Study material Start Marker

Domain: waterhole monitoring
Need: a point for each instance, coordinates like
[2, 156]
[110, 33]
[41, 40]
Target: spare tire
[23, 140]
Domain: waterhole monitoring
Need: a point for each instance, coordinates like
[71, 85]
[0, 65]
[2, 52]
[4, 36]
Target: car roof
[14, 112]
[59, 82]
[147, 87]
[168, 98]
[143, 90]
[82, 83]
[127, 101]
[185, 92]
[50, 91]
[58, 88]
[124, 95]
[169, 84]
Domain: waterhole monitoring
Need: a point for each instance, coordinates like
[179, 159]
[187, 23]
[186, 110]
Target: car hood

Study material End Marker

- [Work required]:
In the entries, the line containing "Target: spare tire" and every line after it through the last are to be duplicated exactly, and no other line is to be included.

- [Your response]:
Target: spare tire
[23, 140]
Domain: waterhole monitoring
Need: a point for each instance, coordinates like
[71, 85]
[0, 65]
[2, 52]
[4, 36]
Target: car roof
[14, 112]
[59, 82]
[147, 87]
[168, 98]
[143, 90]
[82, 83]
[127, 101]
[185, 92]
[50, 91]
[58, 88]
[124, 95]
[169, 84]
Domain: waterhole monitoring
Need: a point for each instance, coordinates like
[179, 159]
[187, 23]
[186, 110]
Target: car hood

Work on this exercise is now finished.